▶ **Page excerpt**
RMwhittlematern: Whittle-Matern Covariance Model

Description

RMmatern is a stationary isotropic covariance model belonging to the Matern family. The corresponding covariance function only depends on the distance $r \ge 0$ between two points.

The Whittle model is given by $$C(r)=W_{\nu}(r)=2^{1- \nu} \Gamma(\nu)^{-1}r^{\nu}K_{\nu}(r)$$ where $\nu > 0$ and $K_\nu$ is the modified Bessel function of second kind.

The Matern model is given by $$C(r) = \frac{2^{1-\nu}}{\Gamma(\nu)} (\sqrt{2\nu}r)^\nu K_\nu(\sqrt{2\nu}r)$$

Usage

RMwhittle(nu, notinvnu, var, scale, Aniso, proj)
RMmatern(nu, notinvnu, var, scale, Aniso, proj)

Arguments

a numerical value called “smoothness parameter”; should be greater than 0.

notinvnu

logical, if not given the model is defined as above. (default). See the Notes.

var,scale,Aniso,proj

optional arguments; same meaning for any RMmodel. If not passed, the above covariance function remains unmodified.

Value

The function return an object of class RMmodel

Details

RMwhittle and RMmatern are two alternative parametrizations of the same covariance function. The Matern model should be preferred as this model seperates the effects of scaling parameter and the shape parameter.

This Whittle-Matern model is the model of choice if the smoothness of a random field is to be parametrized: the sample paths of a Gaussian random field with this covariance structure are $m$ times differentiable if and only if $\nu > m$ (see Gelfand et al., 2010, p. 24).

Furthermore, the fractal dimension (see also RFfractaldim) D of the Gaussian sample paths is determined by $\nu$: we have $$D = d + 1 - \nu, \nu \in (0,1)$$ and $D = d$ for $\nu > 1$ where $d$ is the dimension of the random field (see Stein, 1999, p. 32).

If $\nu=0.5$ the Matern model equals RMexp.

▶ **Tasks to perform**
1. Restate the paragraph of the Whittle-Matern documentation that begins "This Whittle-Matern model is the model of choice" as a short bulleted list, keeping its main facts.
2. Carry on the Whittle-Matern documentation, picking up right after its final sentence.

▶ **Position annotation records**
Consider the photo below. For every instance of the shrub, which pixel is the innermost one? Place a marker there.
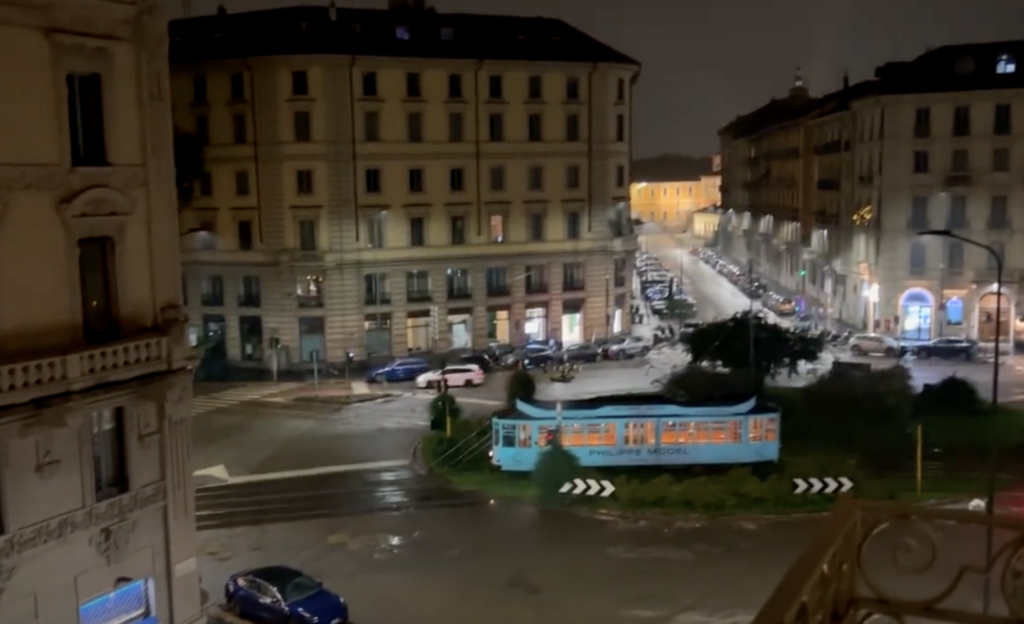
(520, 385)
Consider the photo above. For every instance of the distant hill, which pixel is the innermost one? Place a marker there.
(670, 167)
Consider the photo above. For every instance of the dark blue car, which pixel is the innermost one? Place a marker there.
(402, 369)
(279, 594)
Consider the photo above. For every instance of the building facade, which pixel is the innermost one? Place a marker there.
(392, 181)
(96, 522)
(858, 173)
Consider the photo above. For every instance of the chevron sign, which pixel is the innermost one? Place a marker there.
(588, 487)
(822, 486)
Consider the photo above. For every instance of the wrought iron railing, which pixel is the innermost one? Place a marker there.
(889, 563)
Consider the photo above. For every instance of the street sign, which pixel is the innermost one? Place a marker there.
(588, 487)
(822, 486)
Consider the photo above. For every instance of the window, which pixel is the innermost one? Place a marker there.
(417, 232)
(370, 84)
(85, 120)
(304, 181)
(497, 175)
(375, 289)
(457, 181)
(536, 87)
(245, 233)
(572, 277)
(919, 258)
(455, 86)
(572, 89)
(302, 126)
(373, 180)
(923, 122)
(535, 178)
(416, 180)
(921, 161)
(572, 177)
(97, 282)
(418, 286)
(1000, 160)
(458, 230)
(307, 235)
(456, 125)
(300, 84)
(495, 90)
(998, 214)
(572, 127)
(572, 225)
(1001, 124)
(497, 227)
(242, 183)
(961, 161)
(459, 284)
(376, 231)
(496, 127)
(535, 127)
(536, 226)
(212, 291)
(372, 126)
(413, 87)
(200, 92)
(110, 460)
(498, 282)
(239, 129)
(414, 127)
(962, 121)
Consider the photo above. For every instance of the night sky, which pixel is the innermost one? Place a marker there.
(705, 63)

▶ **Results in order**
1.
- The Whittle-Matern model is the preferred choice when the smoothness of a random field needs to be parametrized.
- Sample paths of a Gaussian random field with this covariance structure are $m$ times differentiable if and only if $\nu > m$.
- Source: Gelfand et al., 2010, p. 24.

2.
For $\nu$ tending to $\infty$ a rescaled Gaussian model RMgauss appears as limit of the Matern model.

For generalisations see section ‘seealso’.

References

Covariance function

Chiles, J.-P. and Delfiner, P. (1999) Geostatistics. Modeling Spatial Uncertainty. New York: Wiley.
Gelfand, A. E., Diggle, P., Fuentes, M. and Guttorp, P. (eds.) (2010) Handbook of Spatial Statistics. Boca Raton: Chapman & Hall/CRL.
Guttorp, P. and Gneiting, T. (2006) Studies in the history of probability and statistics. XLIX. On the Matern correlation family. Biometrika 93, 989--995.
Handcock, M. S. and Wallis, J. R. (1994) An approach to statistical spatio-temporal modeling of meteorological fields. JASA 89, 368--378.
Stein, M. L. (1999) Interpolation of Spatial Data -- Some Theory for Kriging. New York: Springer.

Tail correlation function (for $0 < \nu \le 1/2$)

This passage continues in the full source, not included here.